> Assigned task
Scan the records below, and wherever a line has the word "window", pull it out.

[Dataset entries]
○ ○ ○ ○

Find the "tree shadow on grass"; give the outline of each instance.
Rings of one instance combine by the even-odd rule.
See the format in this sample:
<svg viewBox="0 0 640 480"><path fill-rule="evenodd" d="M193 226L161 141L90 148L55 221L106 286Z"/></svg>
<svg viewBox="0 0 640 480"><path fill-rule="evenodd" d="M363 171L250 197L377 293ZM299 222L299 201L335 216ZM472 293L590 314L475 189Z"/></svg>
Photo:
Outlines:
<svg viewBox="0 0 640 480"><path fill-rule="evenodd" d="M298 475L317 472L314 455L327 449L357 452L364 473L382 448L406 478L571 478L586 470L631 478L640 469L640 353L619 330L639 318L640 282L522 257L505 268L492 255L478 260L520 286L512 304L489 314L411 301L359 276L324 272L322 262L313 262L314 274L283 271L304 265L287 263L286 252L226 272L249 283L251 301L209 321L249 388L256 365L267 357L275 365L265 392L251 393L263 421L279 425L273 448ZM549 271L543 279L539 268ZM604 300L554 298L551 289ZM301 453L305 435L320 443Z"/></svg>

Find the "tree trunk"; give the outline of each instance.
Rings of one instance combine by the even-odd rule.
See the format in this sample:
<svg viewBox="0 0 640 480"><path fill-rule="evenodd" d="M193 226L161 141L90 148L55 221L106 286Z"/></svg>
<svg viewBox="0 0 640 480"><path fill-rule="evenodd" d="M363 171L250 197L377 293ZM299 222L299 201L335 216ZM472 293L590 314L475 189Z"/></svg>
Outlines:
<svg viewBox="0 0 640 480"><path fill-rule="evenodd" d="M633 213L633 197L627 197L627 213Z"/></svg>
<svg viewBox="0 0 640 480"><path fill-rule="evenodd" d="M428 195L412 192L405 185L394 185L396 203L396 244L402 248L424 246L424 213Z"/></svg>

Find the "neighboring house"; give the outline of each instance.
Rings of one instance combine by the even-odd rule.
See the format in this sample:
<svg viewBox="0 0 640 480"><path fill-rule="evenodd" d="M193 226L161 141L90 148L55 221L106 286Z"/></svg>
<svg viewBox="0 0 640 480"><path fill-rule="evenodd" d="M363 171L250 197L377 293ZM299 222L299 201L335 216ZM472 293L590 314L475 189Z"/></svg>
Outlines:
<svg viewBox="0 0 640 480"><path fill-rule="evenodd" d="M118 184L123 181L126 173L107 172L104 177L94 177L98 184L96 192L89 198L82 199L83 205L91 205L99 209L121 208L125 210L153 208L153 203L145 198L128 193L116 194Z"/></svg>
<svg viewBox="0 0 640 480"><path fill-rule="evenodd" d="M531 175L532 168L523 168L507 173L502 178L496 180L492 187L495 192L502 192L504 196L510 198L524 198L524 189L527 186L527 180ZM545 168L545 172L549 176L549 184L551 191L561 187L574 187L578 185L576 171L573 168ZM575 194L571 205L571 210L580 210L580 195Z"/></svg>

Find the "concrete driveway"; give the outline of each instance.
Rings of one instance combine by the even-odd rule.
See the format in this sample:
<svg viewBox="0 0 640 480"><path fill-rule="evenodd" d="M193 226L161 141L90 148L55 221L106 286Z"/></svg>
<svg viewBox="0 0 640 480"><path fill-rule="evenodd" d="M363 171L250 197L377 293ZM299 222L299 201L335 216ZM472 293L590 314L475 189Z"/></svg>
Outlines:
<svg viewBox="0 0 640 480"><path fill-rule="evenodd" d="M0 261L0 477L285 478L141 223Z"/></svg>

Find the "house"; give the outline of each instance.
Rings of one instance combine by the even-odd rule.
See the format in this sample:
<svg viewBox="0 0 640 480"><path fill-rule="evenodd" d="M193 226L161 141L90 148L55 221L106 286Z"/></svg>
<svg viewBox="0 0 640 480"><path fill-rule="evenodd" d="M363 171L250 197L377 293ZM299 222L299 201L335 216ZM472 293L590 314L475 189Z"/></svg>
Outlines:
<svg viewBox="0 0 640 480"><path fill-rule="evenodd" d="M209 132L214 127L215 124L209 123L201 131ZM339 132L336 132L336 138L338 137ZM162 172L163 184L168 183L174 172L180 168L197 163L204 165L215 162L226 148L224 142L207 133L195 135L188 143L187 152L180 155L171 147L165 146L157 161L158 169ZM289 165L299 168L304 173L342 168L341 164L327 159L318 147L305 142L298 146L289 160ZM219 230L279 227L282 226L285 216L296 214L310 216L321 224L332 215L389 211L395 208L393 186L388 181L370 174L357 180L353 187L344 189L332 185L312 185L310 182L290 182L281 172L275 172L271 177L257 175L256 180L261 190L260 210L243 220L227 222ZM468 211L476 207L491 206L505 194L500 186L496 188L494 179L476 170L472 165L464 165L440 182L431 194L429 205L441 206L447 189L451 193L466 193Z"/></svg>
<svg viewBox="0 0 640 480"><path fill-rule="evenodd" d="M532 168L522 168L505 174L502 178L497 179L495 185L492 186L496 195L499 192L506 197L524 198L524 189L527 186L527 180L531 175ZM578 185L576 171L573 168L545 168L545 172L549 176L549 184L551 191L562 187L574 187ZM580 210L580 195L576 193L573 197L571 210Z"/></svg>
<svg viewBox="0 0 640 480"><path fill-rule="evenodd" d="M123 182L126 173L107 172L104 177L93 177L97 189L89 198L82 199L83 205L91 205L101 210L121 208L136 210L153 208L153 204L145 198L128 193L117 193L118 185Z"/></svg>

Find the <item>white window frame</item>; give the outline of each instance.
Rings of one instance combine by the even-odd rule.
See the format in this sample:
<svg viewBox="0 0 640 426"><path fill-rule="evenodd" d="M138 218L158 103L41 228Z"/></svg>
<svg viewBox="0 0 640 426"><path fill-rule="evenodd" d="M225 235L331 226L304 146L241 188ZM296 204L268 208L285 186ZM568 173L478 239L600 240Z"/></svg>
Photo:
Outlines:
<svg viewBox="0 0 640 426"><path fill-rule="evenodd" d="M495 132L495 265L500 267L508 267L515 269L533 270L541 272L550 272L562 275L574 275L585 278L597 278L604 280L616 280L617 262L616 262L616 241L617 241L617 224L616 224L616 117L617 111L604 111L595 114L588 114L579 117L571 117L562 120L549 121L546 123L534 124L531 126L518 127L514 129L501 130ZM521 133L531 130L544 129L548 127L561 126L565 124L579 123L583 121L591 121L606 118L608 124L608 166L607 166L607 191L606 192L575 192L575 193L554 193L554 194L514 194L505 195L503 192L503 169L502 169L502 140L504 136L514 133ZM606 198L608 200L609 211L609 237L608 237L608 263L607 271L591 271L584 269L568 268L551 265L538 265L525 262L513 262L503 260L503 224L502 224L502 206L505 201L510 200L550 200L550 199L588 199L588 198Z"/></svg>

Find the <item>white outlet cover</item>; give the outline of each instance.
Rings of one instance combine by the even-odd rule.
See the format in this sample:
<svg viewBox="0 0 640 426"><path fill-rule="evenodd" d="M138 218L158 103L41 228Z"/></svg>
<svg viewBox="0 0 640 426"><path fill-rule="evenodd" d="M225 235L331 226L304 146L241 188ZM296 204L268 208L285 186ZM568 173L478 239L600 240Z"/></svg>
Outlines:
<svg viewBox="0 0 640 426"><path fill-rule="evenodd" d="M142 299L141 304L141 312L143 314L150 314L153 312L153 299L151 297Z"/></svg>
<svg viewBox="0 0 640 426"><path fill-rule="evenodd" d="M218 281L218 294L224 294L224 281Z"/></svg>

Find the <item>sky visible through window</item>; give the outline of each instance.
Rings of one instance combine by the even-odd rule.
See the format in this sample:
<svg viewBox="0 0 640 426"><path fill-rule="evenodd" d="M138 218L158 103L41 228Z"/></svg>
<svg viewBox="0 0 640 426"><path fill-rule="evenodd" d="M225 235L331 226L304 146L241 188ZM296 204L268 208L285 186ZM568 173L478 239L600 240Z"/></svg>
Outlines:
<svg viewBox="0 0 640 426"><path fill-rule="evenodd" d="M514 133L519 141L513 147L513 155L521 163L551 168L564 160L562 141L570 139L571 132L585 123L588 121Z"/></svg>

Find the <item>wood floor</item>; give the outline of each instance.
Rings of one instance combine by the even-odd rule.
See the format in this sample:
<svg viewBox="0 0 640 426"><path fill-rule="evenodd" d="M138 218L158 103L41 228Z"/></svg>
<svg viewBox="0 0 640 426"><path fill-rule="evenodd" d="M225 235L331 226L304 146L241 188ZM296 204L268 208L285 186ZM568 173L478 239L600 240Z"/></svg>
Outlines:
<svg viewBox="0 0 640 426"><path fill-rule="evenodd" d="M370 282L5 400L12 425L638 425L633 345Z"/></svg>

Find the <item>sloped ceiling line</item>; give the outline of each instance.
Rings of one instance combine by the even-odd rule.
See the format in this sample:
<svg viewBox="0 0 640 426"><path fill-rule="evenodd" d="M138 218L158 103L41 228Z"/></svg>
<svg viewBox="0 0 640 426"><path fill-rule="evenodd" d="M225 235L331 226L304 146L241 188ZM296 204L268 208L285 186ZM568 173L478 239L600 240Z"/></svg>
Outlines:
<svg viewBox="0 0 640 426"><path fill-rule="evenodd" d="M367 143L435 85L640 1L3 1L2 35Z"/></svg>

○ ○ ○ ○

> Result of the task
Find the <item>white window frame</item>; give the outline of each instance.
Find the <item>sky visible through window</item>; give the outline of each instance.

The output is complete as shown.